Getting Started with AI in Your Business in 5 Steps
You don't need to be a tech company to use AI. With the right steps, a small start can genuinely lighten your workload.
Every day brings a new AI headline. Some say "everything has changed," others say "it's overhyped." You're caught in between: "Where do I start, which tool should I pay for, what if it doesn't work?" This post answers exactly that question. Five concrete steps — nothing more.
Step 1: Pick One Single Problem
Most people who set out to "integrate AI into their business" give up after a few weeks. Because they think too broadly. Instead, ask yourself: "What repetitive task took the most of my time this week?" Are you writing similar replies to customer emails? Struggling to produce social media content? Does organizing meeting notes eat up your time? Pick one problem. Just one.
Step 2: Try Free Tools First
There are a few powerful AI assistants on the market right now — ChatGPT, Claude, Gemini are among the best known. All three have free versions. Don't jump to a paid subscription yet. First, try solving your chosen problem with the free version. See how the tool responds to you, understand what it's good for. Only then make the payment decision.

• _Exercise prompt_: Please print the section of the AI-in-business post starting at "Step 1: Pick" and ending at "the payment decision.", reproducing it word for word.

• _Listed entries_:
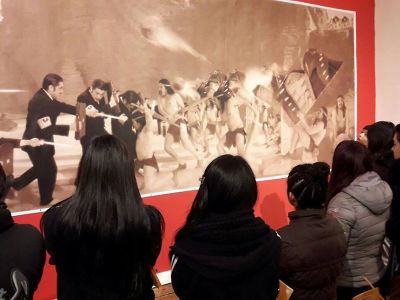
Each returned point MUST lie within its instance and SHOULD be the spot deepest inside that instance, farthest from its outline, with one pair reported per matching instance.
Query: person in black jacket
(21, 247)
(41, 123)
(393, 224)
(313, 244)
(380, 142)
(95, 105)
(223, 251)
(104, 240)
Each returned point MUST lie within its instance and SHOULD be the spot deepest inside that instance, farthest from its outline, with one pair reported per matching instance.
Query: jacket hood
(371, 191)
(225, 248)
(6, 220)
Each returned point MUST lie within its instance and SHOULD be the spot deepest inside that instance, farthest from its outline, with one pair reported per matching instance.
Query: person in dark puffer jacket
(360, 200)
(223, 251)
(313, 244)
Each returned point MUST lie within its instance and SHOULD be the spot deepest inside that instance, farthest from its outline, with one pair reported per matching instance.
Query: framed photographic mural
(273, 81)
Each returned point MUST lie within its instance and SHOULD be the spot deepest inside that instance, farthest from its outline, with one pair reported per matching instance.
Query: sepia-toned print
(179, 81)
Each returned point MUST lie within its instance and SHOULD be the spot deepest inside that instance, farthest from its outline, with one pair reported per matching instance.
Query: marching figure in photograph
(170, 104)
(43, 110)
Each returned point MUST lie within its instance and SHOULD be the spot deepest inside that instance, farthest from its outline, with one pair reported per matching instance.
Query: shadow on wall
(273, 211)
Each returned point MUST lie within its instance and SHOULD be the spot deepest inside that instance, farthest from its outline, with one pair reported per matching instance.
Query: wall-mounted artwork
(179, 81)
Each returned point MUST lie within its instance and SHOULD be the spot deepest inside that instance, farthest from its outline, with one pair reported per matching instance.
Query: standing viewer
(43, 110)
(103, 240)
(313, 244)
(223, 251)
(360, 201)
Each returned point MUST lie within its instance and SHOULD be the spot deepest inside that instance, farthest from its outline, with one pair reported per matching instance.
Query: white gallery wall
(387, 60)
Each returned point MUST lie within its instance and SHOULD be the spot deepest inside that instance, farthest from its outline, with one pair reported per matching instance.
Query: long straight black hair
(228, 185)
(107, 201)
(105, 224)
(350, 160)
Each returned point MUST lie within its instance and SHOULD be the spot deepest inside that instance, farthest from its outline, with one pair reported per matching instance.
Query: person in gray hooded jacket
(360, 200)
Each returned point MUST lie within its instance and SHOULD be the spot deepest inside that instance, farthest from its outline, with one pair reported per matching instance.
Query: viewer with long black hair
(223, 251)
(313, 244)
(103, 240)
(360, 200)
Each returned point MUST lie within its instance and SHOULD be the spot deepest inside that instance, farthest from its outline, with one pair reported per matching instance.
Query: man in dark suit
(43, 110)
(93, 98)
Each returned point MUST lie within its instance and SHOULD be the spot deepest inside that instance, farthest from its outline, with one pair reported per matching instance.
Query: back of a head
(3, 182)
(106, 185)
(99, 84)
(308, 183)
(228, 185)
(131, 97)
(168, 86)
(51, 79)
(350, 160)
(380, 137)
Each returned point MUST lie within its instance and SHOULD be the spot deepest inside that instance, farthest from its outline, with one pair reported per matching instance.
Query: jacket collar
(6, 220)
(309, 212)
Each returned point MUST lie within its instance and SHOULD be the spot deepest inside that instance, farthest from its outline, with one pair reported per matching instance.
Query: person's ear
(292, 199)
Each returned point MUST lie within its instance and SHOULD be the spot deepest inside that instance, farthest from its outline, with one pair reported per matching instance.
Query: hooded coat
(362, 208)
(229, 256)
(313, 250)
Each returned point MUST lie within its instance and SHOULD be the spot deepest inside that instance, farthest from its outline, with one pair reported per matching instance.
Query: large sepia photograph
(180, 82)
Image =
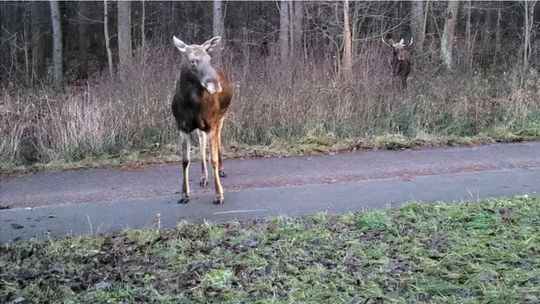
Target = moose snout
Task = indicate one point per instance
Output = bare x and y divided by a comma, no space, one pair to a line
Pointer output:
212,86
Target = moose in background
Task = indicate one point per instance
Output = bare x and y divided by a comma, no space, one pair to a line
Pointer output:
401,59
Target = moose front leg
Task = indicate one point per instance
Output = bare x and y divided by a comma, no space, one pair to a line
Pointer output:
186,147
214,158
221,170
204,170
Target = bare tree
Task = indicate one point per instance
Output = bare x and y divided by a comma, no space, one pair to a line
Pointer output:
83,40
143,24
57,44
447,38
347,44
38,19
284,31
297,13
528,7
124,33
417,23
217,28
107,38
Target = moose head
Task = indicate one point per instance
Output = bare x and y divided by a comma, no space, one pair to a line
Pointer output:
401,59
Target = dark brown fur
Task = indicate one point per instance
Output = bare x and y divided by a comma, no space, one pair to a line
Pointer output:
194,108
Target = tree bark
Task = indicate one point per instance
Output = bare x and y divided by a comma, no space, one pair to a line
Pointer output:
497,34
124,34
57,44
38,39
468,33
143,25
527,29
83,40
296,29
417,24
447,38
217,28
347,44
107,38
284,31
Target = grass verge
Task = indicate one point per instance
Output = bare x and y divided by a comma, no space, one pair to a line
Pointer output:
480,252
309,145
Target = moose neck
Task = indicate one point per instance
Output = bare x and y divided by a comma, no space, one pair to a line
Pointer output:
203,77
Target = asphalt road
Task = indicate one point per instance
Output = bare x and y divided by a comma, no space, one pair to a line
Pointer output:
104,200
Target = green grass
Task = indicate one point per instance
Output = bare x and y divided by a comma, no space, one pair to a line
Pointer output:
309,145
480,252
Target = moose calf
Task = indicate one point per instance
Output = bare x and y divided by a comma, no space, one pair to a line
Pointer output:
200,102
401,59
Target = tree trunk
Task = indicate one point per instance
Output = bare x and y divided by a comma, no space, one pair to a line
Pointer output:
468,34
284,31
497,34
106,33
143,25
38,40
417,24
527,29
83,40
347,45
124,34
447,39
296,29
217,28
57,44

• _The completed task_:
Step 1: Pick One Single Problem
Most people who set out to "integrate AI into their business" give up after a few weeks. Because they think too broadly. Instead, ask yourself: "What repetitive task took the most of my time this week?" Are you writing similar replies to customer emails? Struggling to produce social media content? Does organizing meeting notes eat up your time? Pick one problem. Just one.
Step 2: Try Free Tools First
There are a few powerful AI assistants on the market right now — ChatGPT, Claude, Gemini are among the best known. All three have free versions. Don't jump to a paid subscription yet. First, try solving your chosen problem with the free version. See how the tool responds to you, understand what it's good for. Only then make the payment decision.